Task requirements:
Two lines in the data below mark the range: the one with "TARGET: lab coat sleeve" and the one with "TARGET: woman's left hand". Return both, along with every line between them, exactly.
BEGIN
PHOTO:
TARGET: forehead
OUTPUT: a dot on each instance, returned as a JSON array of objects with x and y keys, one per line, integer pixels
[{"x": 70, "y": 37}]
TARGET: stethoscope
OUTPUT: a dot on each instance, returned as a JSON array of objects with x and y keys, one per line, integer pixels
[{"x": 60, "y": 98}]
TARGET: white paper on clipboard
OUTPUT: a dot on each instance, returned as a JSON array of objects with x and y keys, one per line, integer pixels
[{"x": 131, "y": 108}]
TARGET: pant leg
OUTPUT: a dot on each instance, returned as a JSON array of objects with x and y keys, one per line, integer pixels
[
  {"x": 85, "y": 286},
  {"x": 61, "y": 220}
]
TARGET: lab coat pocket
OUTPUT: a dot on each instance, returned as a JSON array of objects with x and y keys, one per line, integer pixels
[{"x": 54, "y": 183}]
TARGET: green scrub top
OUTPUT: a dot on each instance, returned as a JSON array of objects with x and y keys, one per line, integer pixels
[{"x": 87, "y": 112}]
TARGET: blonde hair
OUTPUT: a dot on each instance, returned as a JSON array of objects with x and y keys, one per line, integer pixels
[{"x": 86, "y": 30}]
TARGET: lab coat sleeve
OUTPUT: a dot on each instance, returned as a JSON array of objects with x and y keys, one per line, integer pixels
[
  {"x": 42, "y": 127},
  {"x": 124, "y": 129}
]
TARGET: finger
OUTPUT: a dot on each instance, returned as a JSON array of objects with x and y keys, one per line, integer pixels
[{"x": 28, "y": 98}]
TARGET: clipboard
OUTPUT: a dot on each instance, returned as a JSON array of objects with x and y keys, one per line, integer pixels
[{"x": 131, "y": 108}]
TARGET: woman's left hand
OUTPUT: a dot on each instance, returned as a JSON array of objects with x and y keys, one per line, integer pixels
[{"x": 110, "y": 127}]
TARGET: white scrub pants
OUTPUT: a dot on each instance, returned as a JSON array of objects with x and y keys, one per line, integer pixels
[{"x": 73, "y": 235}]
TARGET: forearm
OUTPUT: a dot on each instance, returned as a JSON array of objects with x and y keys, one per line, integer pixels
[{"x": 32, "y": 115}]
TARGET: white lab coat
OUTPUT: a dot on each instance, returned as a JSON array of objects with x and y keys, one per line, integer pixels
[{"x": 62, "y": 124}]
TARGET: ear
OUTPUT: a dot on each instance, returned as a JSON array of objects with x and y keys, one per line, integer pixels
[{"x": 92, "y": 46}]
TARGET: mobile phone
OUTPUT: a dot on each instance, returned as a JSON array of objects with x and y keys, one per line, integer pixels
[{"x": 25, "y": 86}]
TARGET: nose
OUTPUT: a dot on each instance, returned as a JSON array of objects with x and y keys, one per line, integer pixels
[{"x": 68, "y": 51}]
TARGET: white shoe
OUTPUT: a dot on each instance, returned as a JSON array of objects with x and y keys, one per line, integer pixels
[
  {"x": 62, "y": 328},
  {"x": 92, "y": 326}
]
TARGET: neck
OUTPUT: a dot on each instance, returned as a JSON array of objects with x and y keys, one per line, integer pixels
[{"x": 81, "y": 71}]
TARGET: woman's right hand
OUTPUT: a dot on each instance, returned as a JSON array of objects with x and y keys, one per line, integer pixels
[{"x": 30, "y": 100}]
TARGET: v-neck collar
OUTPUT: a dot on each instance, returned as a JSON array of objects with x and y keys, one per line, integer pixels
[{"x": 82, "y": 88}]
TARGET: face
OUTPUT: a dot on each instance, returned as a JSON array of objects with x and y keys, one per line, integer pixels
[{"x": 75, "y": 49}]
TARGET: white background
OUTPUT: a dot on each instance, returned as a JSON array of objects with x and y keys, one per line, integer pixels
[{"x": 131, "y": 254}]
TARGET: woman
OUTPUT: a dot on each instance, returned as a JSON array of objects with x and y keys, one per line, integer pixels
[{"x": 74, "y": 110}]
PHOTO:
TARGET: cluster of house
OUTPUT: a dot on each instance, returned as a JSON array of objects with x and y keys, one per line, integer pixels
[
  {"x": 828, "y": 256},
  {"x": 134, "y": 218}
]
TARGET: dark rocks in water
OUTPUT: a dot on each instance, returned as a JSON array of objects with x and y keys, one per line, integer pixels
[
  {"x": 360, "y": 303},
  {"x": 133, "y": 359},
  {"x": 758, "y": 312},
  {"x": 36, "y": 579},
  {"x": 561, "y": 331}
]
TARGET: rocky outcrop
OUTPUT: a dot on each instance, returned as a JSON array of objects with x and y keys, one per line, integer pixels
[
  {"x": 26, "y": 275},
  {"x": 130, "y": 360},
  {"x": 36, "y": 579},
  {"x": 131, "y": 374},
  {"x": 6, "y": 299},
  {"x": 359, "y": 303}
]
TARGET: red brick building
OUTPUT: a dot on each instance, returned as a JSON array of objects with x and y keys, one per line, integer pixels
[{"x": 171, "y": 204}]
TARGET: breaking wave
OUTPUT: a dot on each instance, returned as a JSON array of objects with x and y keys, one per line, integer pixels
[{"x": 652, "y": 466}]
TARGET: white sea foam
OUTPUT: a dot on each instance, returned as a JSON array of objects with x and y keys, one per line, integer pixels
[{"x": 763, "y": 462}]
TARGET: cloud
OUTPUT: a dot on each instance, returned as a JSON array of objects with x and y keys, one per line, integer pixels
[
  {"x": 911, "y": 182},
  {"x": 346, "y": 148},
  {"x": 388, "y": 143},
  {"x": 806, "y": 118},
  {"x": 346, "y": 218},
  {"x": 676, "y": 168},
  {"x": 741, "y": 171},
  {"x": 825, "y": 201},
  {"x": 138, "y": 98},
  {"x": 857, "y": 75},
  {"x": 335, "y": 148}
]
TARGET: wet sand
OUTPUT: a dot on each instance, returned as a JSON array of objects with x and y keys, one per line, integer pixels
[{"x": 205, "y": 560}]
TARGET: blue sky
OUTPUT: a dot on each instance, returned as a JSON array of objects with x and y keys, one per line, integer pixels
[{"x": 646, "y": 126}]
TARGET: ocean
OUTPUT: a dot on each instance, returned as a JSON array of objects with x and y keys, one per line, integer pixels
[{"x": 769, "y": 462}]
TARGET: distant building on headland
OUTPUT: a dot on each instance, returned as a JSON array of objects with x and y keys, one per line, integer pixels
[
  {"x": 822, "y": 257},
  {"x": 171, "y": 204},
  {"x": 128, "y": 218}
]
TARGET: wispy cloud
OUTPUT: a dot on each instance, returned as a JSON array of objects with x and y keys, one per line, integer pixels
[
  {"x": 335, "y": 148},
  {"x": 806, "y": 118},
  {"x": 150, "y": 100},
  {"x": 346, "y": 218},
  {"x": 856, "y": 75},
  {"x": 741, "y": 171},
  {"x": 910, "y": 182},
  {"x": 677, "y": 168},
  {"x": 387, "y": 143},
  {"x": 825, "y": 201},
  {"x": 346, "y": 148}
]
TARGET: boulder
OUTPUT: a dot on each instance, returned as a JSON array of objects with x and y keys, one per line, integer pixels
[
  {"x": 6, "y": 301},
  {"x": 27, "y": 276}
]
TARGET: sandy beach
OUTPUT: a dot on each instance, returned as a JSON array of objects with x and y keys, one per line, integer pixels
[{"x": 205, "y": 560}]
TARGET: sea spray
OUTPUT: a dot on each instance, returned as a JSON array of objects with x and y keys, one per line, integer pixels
END
Written solution:
TARGET: lab coat sleeve
OUTPUT: a dot on each instance, returned as a JSON array of objects with x and y keys, one per line, integer pixels
[
  {"x": 42, "y": 127},
  {"x": 124, "y": 129}
]
TARGET: finger
OUTPUT: a dot on each instance, returned as a JSON array of objects with x and y keys, one per line, integer pixels
[{"x": 28, "y": 98}]
TARGET: clipboard
OUTPUT: a dot on each instance, returned as a JSON array of objects with x and y keys, one per line, integer pixels
[{"x": 131, "y": 108}]
TARGET: woman's left hand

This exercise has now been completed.